Martin Luther, from Bible to Babel
...Luther's claim was revolutionary. He said that no one needed the Pope's indulgence in order to receive the forgiveness of sins. Redemption could be obtained by each man at his prayers in the privacy of his own bedchamber - for "Every man is his own priest".

... No doubt Luther's cry against a corrupt collectivism was justified, but it begins to appear that we now inhabit an equal and opposite tyranny: a multiplicity of omniscient egos who are all in competition. We have been here before as well, only last time round it was called Babel.

Luther: The Rest of the Story, Part V: The Road to Chaos

The logic of sola Scriptura began to work its way out such that, beginning with Luther, Christians within the various Protestant traditions came to think of themselves as possessing the right to decide for themselves what they believed the Bible to be teaching and to live in accordance with that teaching — without being bound by any authority on earth.

= TO BE DONE =
Please retype the passage on Luther and sola Scriptura in full, word for word. The material that comes next is from a different source.

= RECORDED DATA =

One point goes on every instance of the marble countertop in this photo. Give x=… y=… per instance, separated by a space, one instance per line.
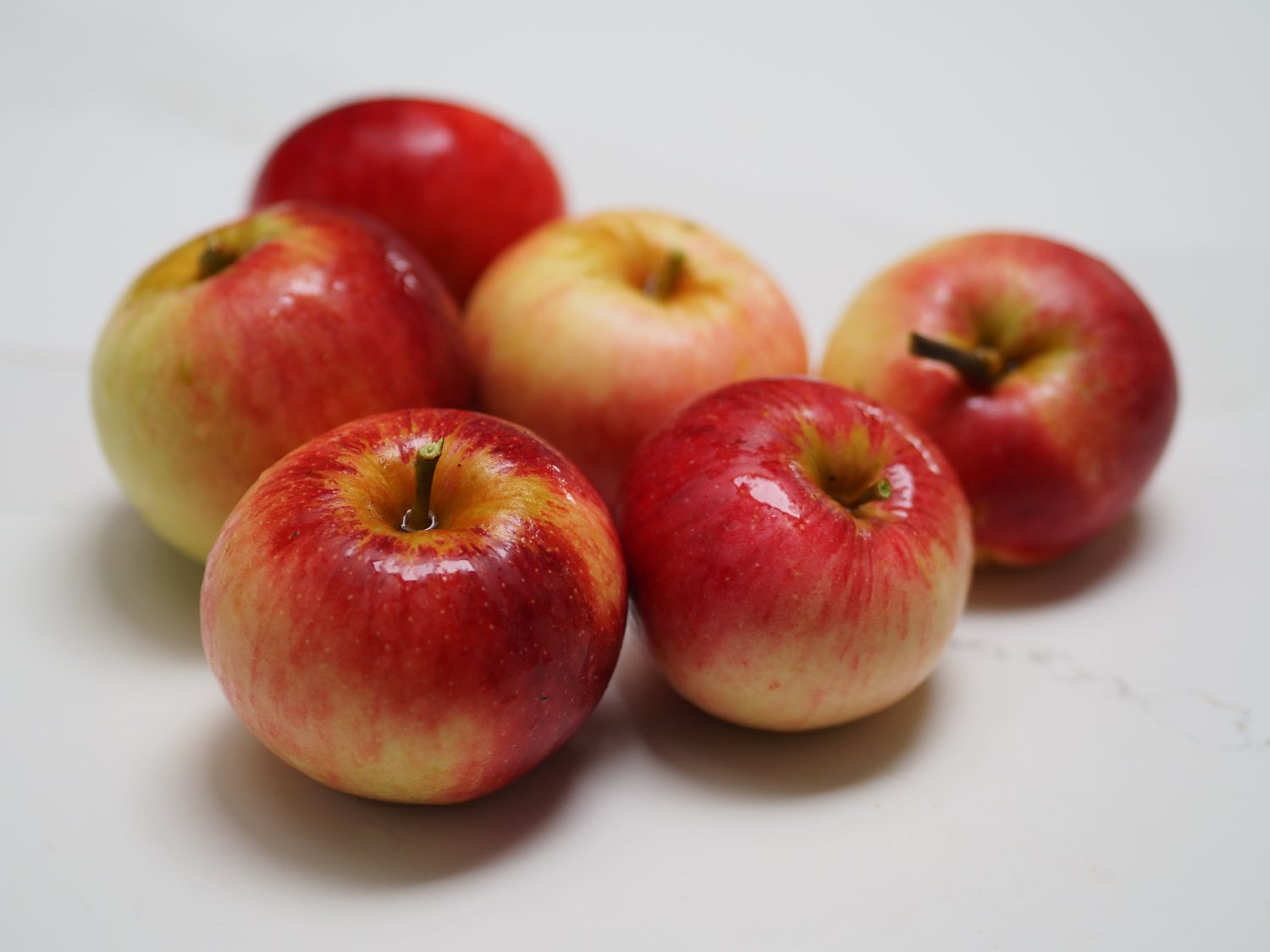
x=1087 y=768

= SOLUTION FOR THIS EXERCISE =
Martin Luther, from Bible to Babel
...Luther's claim was revolutionary. He said that no one needed the Pope's indulgence in order to receive the forgiveness of sins. Redemption could be obtained by each man at his prayers in the privacy of his own bedchamber - for "Every man is his own priest".

... No doubt Luther's cry against a corrupt collectivism was justified, but it begins to appear that we now inhabit an equal and opposite tyranny: a multiplicity of omniscient egos who are all in competition. We have been here before as well, only last time round it was called Babel.

Luther: The Rest of the Story, Part V: The Road to Chaos

The logic of sola Scriptura began to work its way out such that, beginning with Luther, Christians within the various Protestant traditions came to think of themselves as possessing the right to decide for themselves what they believed the Bible to be teaching and to live in accordance with that teaching — without being bound by any authority on earth.